* **Task directions**
Reproduce all of the material below verbatim, line by line, without changing anything.
-- Data to use start --
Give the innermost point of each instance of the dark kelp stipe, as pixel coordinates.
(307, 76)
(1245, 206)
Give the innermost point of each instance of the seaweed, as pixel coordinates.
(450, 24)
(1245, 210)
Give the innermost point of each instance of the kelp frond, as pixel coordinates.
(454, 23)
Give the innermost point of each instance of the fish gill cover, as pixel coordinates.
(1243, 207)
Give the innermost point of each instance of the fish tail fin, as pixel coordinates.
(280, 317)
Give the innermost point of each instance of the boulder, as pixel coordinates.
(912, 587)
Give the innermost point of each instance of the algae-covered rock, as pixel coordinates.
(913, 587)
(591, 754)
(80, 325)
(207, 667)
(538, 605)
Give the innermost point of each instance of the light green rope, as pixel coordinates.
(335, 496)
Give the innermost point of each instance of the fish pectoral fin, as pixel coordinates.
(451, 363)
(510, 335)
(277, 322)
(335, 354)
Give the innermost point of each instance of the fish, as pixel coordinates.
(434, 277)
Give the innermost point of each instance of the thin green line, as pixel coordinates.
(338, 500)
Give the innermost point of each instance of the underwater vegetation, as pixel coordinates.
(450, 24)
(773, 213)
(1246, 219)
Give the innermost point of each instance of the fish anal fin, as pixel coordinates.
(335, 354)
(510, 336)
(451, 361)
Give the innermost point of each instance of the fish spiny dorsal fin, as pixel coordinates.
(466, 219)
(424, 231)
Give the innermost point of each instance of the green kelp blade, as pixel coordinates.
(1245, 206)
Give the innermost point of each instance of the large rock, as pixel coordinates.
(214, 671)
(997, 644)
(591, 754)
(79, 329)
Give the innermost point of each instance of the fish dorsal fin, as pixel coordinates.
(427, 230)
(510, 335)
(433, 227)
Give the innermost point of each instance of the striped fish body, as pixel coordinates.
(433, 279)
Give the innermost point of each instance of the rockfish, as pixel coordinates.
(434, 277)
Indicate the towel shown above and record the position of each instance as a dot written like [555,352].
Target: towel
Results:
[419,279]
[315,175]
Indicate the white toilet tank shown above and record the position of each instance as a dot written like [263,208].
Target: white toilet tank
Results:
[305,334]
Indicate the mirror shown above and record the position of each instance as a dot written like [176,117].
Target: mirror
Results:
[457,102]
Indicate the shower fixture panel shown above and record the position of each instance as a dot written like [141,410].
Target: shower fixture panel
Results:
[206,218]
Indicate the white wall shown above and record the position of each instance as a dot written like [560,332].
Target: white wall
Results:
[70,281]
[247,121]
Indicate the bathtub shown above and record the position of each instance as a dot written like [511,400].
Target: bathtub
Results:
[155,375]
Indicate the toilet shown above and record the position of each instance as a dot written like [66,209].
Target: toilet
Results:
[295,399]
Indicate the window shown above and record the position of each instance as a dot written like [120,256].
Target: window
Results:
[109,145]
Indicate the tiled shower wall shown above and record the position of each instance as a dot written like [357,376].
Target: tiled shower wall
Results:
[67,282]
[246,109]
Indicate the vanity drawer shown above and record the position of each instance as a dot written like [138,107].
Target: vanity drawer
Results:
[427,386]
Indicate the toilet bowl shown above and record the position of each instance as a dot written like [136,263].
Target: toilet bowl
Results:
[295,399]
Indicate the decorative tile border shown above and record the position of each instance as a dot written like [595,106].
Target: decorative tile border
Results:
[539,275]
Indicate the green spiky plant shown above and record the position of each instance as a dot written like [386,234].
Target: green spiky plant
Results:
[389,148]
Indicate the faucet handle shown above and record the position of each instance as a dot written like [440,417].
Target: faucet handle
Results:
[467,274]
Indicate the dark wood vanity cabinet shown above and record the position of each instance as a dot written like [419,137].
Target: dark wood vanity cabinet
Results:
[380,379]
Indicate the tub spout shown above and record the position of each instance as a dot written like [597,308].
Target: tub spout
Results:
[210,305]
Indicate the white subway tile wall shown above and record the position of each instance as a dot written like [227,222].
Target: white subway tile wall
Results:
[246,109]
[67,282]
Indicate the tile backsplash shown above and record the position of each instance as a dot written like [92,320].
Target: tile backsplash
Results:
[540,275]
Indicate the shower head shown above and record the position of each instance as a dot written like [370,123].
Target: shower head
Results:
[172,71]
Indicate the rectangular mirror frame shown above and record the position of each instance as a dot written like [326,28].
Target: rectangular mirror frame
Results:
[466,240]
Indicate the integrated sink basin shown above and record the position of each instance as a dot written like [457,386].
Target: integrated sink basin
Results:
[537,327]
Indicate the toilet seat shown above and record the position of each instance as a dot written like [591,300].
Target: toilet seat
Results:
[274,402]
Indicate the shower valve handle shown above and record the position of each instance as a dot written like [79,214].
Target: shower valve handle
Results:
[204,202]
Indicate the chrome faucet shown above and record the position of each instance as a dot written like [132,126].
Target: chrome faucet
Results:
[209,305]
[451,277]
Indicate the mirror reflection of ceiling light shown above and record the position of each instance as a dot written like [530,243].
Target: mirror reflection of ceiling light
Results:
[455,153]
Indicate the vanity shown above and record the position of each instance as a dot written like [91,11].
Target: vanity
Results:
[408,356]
-- Data to use end --
* **Response below**
Give the innermost point of each instance of the dark kelp stipe, as pixel coordinates.
(307, 76)
(1245, 206)
Give the innermost point of each instance of the seaweed, as pixel coordinates.
(450, 24)
(1245, 210)
Give the innermost point of each instance of the kelp frond, as pixel coordinates.
(454, 23)
Give the innermost point of each instance of the fish gill cover, as pixel coordinates.
(1243, 207)
Give the innermost point of each instance of the fish tail fin, as pixel coordinates.
(280, 317)
Give the innermost point of each instance of the boulder, as pixel coordinates.
(912, 587)
Give the innermost point of each instance of the algae-covered rock, as pixel coordinates.
(913, 587)
(591, 754)
(80, 325)
(207, 667)
(538, 605)
Give the innermost point of each instance of the light green rope, as pixel coordinates.
(335, 496)
Give the innermost point of each instance of the fish pectoral fin, as pixel coordinates.
(451, 363)
(510, 335)
(277, 322)
(335, 354)
Give the innermost point of each instance of the fish, as pixel coordinates.
(434, 277)
Give the innermost point of each instance of the thin green line, as pixel coordinates.
(338, 500)
Give the innermost point of each instance of the underwater vegetation, as pixel coordinates.
(450, 24)
(773, 213)
(1246, 219)
Give the innermost point of each instance of the fish anal fin, as pixel coordinates.
(335, 354)
(510, 336)
(451, 361)
Give the innermost point of each instance of the fish spiny dorsal fin, as pixel coordinates.
(466, 219)
(424, 231)
Give the innermost point of each instance of the green kelp blade, as pixel coordinates.
(1245, 206)
Give the innermost point of each instance of the large rock, as pixel coordinates.
(214, 671)
(997, 644)
(591, 754)
(79, 329)
Give the innermost point of each instance of the fish dorsal fin, as pixel coordinates.
(427, 230)
(510, 335)
(433, 227)
Give the innermost point of each instance of the striped fish body, as pixel coordinates.
(433, 279)
Give the innermost point of each instance of the rockfish, as pixel coordinates.
(434, 277)
Indicate the towel shown above and record the position of each instance as a dot written like [555,352].
Target: towel
Results:
[419,279]
[315,175]
Indicate the white toilet tank shown above and record the position of each instance as a dot written like [263,208].
Target: white toilet tank
Results:
[305,334]
Indicate the mirror shown above and record the position of each instance as a dot written like [176,117].
Target: mirror
Results:
[457,102]
Indicate the shower fixture panel shown above and record the position of each instance as a dot written like [141,410].
Target: shower fixture panel
Results:
[206,218]
Indicate the white wall shown above and record the position of each instance as a dot written like [560,332].
Target: white wall
Results:
[70,281]
[247,121]
Indicate the bathtub shown above and record the position of each instance as a dot written like [511,400].
Target: bathtub
Results:
[155,375]
Indicate the toilet shown above and record the position of each instance as a dot written like [66,209].
Target: toilet
Results:
[295,399]
Indicate the window shown above and record the position of each instance as a dot written like [120,256].
Target: window
Results:
[109,145]
Indicate the tiled shower wall shown above and record the position of each instance as a dot written like [357,376].
Target: tiled shower wall
Results:
[67,282]
[246,109]
Indicate the vanity drawer shown above and record the position of each instance as a dot written like [138,107].
Target: vanity drawer
Results:
[427,386]
Indicate the toilet bowl shown above and record the position of each instance as a dot written like [136,263].
Target: toilet bowl
Results:
[295,399]
Indicate the decorative tile border shown above and record the position of each instance as a dot written like [595,106].
Target: decorative tile border
Results:
[539,275]
Indicate the green spiky plant shown above and record the position of each instance as a dot written like [386,234].
Target: green spiky plant
Results:
[389,148]
Indicate the faucet handle shown above and record the position of each instance as a dot written like [440,417].
Target: faucet handle
Results:
[467,274]
Indicate the dark wood vanity cabinet shown above and record the position of each instance as a dot written like [419,137].
Target: dark wood vanity cabinet
Results:
[380,379]
Indicate the tub spout shown above and record the position of each instance as a dot written like [597,308].
Target: tub spout
Results:
[210,305]
Indicate the white subway tile wall shown above and record the position of each instance as a dot written like [227,222].
Target: white subway tile wall
Results:
[246,109]
[67,282]
Indicate the tile backsplash shown above and record the position of each instance as a dot written like [92,320].
Target: tile backsplash
Results:
[540,275]
Indicate the shower head shown above and record the position of each instance as a dot written like [370,123].
Target: shower head
Results:
[172,71]
Indicate the rectangular mirror frame shown above and record the position of each instance as a dot written like [326,28].
Target: rectangular mirror frame
Results:
[466,240]
Indicate the integrated sink basin shown above and record the position of each instance as a dot written like [457,386].
Target: integrated sink basin
Results:
[537,327]
Indicate the toilet seat shown above and record the position of each instance as a dot written like [591,300].
Target: toilet seat
Results:
[274,402]
Indicate the shower valve handle shown above and record the position of each instance as a dot written like [79,214].
Target: shower valve handle
Results:
[204,202]
Indicate the chrome faucet shown above and record the position of each instance as a dot written like [132,126].
Target: chrome faucet
Results:
[209,305]
[451,277]
Indicate the mirror reflection of ceiling light shown above and record the position of each instance as a dot written like [530,243].
Target: mirror reflection of ceiling light
Results:
[455,153]
Indicate the vanity shown above and record the position of each instance as a dot written like [91,11].
Target: vanity
Results:
[408,356]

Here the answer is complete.